SOURCE PASSAGE:
^^^^

By ‘Emeka Ugbogu
THE Clock has been ticking steadily and gradually gathering momentum to strike and thus, herald the day of reckoning for the apex pan Igbo socio-cultural organisation, the Ohanaeze Ndigbo Worldwide.
The group represents all Igbo communities within and outside Nigeria. Come January 11, 2021, history will be re-enacted in Owerri, the Imo state capital, where the Ohaneze Ndigbo is set to conduct elections that will usher in a new leadership to replace the outgoing John Nnia Nwodo-led administration.
The origin of Ohanaeze Ndigbo is traceable to the post-civil war era. After the Nigerian civil war, some prominent Igbos gathered to proclaim the need to unify Igbos under a common umbrella body. This initiative was welcomed, considering the displacement of Igbos during the war and its aftermath.
An organizational assembly was created, referred to as the Igbo National Assembly, INA. This organization was later banned by the federal military government at the time, probably due to the Government’s fear of a grand suspicious agenda being cultivated by the Igbos via the organization; hence, the creation of Ohanaeze Ndigbo in 1976.
Prof. Ben Nwabueze, a foremost constitutional lawyer, assembled prominent Igbo leaders to form the organization of which he emerged the secretary general of the organization spanning a period of 20 years.
The organization was effectively championed and supported by Kingsley Mbadiwe, Francis Akanu Ibiam, Michael Iheonukara Okpara, Pius Okigbo, and Jerome Udoji, who served as the first secretary general, among other notable Igbo personalities.
Currently, John Nnia Nwodo a Nigerian lawyer, economist, former minister of information and culture and former minister of Civil Aviation is the 9th president general of the Ohanaeze Ndigbo. The leadership of the organisation is made up of the National Executive Committee.
Although the group is not a political party, part of its objectives is to foster unity among its members in order to ensure effective representation within the political scenario of Nigeria.
However, the apex pan-Igbo association has continually been swimming in the murky waters of controversy, crisis and often confronted with the need to find relevance, legitimacy and take a firm stand on the controversy of what role to play in the array of matters confronting the Igbo nation and her peoples.
In the course of the organisation’s history, emerging leaderships were accused of driving anti progressive and hence, anti-Igbo agenda in their politicisation of the group and the quest to hang on to power. This erupted in what analysts regard as a harbinger of unresolved crisis in Ohanaeze Ndigbo.

^^^^

DATA SECTION:
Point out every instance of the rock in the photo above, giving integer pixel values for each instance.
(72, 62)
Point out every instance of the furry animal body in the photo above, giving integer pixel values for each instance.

^^^^

WHAT IS ASKED:
**a.** Reproduce everything in the Ohanaeze Ndigbo article from "The origin of" down to "and its aftermath.", word for word.
**b.** Extend the article on Ohanaeze Ndigbo, picking up after its last sentence.

REPLIES:
**a.**
The origin of Ohanaeze Ndigbo is traceable to the post-civil war era. After the Nigerian civil war, some prominent Igbos gathered to proclaim the need to unify Igbos under a common umbrella body. This initiative was welcomed, considering the displacement of Igbos during the war and its aftermath.

**b.**
The crisis confronting the Ohanaeze Ndigbo stems from both centripetal and centrifugal forces, which continue to affect its scorecard. Within the socio- political sphere, the question that confronts the Ohanaeze Ndigbo as an apex pan Igbo organisation is, how well has it been able to effectively represent the interests of the Ndigbo in the face of cries of lopsided marginalisation, inequity in national appointments, especially at the top echelons of the federal government’s political and security team, allocation of developmental projects, amongst others. To the average Ndigbo, his fortunes have continually dwindled in the face of a nation that has very little tolerance and care for his survival and progress.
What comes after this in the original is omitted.